WHAT YOU WILL DO
The listing below should be copied in full, word for word.

Part of a data file
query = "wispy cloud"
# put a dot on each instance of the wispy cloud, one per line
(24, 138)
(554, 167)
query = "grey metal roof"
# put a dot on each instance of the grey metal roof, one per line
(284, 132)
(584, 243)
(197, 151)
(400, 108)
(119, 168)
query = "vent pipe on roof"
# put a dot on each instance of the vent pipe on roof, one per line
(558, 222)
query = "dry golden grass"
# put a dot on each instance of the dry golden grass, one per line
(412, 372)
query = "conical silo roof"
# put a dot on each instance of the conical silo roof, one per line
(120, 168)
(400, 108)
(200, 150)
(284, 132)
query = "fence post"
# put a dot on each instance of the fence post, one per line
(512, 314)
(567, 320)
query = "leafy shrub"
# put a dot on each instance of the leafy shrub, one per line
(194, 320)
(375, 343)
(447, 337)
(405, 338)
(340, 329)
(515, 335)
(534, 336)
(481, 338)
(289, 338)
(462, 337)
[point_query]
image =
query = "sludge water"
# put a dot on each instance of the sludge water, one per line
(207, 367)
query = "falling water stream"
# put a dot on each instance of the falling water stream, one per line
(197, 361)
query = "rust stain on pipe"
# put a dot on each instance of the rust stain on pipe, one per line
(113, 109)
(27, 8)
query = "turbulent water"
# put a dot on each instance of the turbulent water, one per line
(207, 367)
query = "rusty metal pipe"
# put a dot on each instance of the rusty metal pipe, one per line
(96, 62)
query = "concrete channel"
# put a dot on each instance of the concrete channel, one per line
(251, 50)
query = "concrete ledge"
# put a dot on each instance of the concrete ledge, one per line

THE COMPLETED TASK
query = "wispy cloud"
# put a dot on each instance of the wispy cloud, one per line
(24, 138)
(554, 167)
query = "grey metal roof"
# put a dot on each instance of the grey metal roof, one per line
(284, 132)
(584, 243)
(197, 151)
(400, 108)
(119, 168)
query = "vent pipe on roof"
# put a dot on each instance of the vent pipe on roof, one per line
(558, 222)
query = "dry golden grass"
# put a dot on each instance of the dry golden grass, one per line
(412, 372)
query = "conical silo roof"
# put a dot on each instance of the conical silo roof, one per line
(120, 168)
(400, 108)
(200, 150)
(284, 132)
query = "fence post"
# put a dot on each instance of the fence post, one per line
(512, 314)
(567, 320)
query = "leafy shrub"
# put a dot on each instance of the leafy shrub, one per line
(194, 320)
(375, 343)
(447, 337)
(405, 338)
(340, 329)
(515, 335)
(534, 336)
(481, 338)
(289, 338)
(462, 337)
[point_query]
image =
query = "sludge water"
# put a dot on each instance of the sludge water, one per line
(207, 367)
query = "falling water stream"
# put a dot on each instance of the falling water stream, one per line
(197, 361)
query = "rust stain on pipe"
# put a dot on each instance of the rust stain on pipe, one per line
(113, 109)
(27, 8)
query = "turbulent water"
# put a dot on each instance of the turbulent water, one per line
(207, 367)
query = "rusty metal pipe"
# put a dot on each instance of the rusty metal pipe, one per line
(96, 62)
query = "concrete channel"
# put a dot on each instance of the concrete channel, one per line
(251, 50)
query = "concrete ledge"
# put a dot on each instance of the concrete ledge, one per line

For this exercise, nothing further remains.